■ Exercise objective:
Please report every line of the material below that contains the word "bamboo", copying each such line in full.

## Start The data

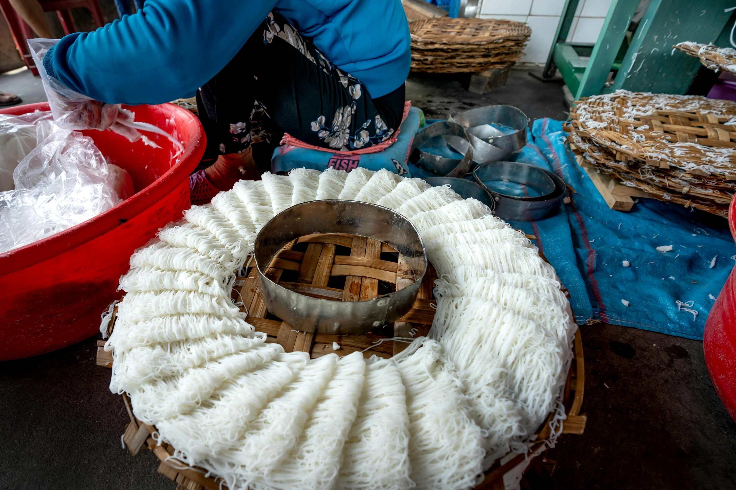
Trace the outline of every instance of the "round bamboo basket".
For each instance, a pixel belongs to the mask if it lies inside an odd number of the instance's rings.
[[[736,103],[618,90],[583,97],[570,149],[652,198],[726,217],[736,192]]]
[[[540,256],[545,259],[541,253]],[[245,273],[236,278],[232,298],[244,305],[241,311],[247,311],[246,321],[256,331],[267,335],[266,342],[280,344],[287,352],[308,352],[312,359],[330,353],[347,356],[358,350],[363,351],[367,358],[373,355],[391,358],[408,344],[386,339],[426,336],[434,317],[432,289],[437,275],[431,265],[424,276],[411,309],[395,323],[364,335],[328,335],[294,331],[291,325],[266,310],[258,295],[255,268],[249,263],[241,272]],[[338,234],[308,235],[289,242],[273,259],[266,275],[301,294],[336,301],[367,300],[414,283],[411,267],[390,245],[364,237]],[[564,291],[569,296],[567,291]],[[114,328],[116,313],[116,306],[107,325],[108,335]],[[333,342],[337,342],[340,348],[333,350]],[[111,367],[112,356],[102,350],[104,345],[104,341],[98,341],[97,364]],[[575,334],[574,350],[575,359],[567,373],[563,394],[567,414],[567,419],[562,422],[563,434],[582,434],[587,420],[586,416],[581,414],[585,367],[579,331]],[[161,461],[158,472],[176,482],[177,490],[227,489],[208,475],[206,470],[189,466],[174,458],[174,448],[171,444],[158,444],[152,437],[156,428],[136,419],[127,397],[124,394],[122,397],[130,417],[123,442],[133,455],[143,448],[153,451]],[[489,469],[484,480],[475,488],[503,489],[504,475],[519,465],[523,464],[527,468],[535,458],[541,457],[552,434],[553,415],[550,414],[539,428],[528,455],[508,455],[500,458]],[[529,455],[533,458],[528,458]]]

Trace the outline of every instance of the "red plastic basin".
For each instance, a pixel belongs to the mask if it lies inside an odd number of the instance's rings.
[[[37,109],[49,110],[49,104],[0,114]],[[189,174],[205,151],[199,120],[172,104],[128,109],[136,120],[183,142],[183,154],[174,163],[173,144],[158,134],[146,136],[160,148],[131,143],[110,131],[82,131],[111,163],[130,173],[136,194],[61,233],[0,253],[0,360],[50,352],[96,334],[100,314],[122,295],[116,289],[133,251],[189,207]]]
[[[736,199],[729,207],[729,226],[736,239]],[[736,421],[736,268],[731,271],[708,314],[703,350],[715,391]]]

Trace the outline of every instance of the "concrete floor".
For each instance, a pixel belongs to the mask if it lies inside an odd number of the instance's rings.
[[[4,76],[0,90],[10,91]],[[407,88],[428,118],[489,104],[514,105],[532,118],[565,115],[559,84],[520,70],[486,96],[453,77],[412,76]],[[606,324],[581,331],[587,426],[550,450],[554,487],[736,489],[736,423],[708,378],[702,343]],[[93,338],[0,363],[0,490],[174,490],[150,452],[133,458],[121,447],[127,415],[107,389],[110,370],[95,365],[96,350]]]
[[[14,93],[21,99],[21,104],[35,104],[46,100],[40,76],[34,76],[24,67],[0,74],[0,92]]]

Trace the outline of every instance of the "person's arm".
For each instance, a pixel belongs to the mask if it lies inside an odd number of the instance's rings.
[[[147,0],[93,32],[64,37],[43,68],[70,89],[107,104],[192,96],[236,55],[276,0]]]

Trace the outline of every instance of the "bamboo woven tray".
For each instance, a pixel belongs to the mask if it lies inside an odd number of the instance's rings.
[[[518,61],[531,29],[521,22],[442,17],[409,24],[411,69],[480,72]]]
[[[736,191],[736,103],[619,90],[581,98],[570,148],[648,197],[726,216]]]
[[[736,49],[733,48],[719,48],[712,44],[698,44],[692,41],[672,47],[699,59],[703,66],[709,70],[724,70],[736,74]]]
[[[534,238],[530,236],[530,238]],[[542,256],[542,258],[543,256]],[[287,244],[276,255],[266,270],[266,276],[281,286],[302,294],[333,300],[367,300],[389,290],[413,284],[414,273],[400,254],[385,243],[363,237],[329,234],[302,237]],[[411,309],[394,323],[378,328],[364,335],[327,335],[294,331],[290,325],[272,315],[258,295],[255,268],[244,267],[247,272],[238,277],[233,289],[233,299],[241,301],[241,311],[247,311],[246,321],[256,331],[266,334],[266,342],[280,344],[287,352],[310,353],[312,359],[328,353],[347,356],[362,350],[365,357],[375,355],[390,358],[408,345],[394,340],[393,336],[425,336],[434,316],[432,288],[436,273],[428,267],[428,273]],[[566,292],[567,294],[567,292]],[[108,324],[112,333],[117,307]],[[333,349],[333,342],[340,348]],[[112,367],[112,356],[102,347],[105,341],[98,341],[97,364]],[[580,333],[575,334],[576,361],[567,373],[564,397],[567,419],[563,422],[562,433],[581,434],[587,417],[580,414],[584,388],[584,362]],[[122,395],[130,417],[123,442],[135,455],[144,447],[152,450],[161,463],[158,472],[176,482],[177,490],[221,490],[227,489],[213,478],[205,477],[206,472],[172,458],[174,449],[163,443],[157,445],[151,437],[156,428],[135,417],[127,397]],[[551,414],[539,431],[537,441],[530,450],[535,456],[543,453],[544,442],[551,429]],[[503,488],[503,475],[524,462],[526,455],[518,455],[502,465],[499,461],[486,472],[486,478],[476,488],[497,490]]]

## End The data
## Start The data

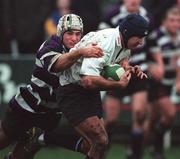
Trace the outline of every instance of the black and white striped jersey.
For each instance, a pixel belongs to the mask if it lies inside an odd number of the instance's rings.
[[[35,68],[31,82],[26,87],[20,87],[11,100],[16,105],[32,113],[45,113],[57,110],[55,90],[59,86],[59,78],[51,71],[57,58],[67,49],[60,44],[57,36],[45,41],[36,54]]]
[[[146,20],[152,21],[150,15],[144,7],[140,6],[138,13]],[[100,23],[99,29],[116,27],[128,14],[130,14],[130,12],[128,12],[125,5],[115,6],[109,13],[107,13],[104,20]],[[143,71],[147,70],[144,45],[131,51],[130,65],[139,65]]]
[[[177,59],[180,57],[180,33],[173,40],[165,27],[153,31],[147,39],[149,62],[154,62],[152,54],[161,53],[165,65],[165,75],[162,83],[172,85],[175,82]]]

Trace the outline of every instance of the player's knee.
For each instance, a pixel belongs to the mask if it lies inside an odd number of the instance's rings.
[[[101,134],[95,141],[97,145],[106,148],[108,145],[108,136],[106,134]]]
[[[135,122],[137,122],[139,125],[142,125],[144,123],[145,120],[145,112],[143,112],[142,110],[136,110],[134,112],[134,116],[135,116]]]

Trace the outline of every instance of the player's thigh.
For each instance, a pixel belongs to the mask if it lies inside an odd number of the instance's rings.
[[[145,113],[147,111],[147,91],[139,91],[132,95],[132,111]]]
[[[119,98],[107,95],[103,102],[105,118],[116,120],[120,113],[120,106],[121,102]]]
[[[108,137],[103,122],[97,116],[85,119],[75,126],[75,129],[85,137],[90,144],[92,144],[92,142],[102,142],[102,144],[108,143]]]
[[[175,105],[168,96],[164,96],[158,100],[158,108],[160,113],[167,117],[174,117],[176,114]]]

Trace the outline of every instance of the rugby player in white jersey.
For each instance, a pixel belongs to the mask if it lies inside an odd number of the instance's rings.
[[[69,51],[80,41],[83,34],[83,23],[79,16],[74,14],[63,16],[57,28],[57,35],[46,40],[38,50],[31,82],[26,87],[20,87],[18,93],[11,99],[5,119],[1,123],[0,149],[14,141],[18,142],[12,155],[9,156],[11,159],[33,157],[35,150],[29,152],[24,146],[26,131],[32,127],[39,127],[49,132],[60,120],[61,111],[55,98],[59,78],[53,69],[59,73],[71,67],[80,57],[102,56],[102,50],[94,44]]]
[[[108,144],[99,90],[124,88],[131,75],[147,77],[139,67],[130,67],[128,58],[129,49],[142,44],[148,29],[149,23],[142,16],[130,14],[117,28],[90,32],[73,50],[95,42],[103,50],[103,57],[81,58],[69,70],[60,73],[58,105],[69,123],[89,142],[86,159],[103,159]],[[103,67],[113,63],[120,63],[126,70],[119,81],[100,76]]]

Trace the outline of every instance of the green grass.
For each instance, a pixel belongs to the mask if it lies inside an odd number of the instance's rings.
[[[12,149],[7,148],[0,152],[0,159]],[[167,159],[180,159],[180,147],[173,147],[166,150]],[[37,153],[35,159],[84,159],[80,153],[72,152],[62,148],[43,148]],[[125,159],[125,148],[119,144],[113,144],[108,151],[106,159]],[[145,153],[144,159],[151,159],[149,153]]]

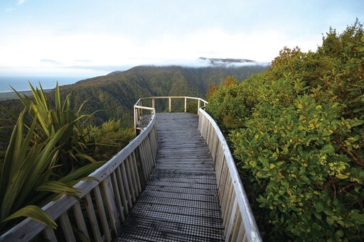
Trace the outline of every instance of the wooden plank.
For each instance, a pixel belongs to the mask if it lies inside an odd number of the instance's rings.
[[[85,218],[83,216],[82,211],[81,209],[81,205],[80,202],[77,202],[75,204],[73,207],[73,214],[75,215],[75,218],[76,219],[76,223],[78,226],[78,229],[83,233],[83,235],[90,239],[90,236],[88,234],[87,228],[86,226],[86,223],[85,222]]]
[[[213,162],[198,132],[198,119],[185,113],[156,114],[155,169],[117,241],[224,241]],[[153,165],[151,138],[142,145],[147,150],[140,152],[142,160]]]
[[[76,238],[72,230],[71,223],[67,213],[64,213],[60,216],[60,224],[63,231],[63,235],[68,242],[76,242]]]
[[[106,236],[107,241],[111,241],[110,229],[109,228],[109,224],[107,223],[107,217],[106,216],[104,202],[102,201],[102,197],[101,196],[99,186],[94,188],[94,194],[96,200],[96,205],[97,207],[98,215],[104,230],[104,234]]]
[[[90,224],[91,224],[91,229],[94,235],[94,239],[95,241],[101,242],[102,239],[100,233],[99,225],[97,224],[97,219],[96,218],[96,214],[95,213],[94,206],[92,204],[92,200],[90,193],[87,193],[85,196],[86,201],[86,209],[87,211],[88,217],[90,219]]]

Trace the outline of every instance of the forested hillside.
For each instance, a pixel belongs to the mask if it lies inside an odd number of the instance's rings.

## End The data
## Start The data

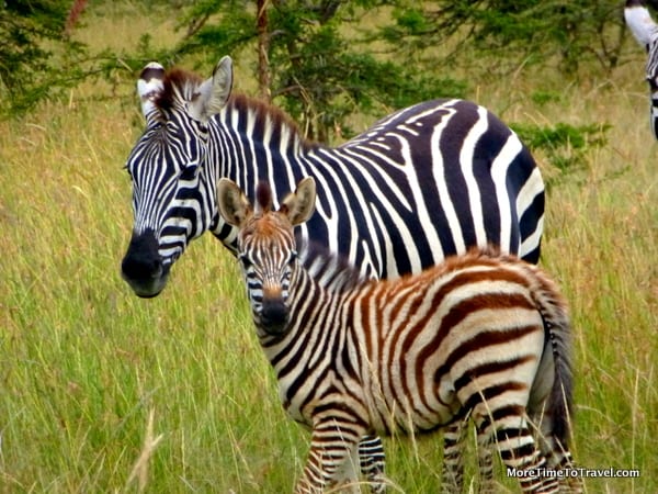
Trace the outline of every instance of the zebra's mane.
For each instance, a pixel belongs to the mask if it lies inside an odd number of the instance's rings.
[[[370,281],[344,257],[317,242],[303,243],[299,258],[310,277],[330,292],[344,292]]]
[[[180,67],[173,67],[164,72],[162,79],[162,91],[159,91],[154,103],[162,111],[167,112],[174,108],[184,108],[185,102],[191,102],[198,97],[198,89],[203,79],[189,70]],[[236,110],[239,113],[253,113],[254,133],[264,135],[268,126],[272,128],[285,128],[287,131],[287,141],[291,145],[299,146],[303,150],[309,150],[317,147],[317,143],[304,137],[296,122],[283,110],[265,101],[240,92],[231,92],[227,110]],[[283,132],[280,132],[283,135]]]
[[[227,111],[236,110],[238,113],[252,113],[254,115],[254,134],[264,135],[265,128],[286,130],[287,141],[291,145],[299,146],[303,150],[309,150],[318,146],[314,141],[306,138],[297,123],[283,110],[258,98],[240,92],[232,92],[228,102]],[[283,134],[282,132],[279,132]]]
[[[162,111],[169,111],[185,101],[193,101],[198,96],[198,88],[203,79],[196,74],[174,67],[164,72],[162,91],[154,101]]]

## End The data

■ Response:
Trace the outline of every instance of the "round bamboo basket".
Trace the outline of every instance of the "bamboo woven tray".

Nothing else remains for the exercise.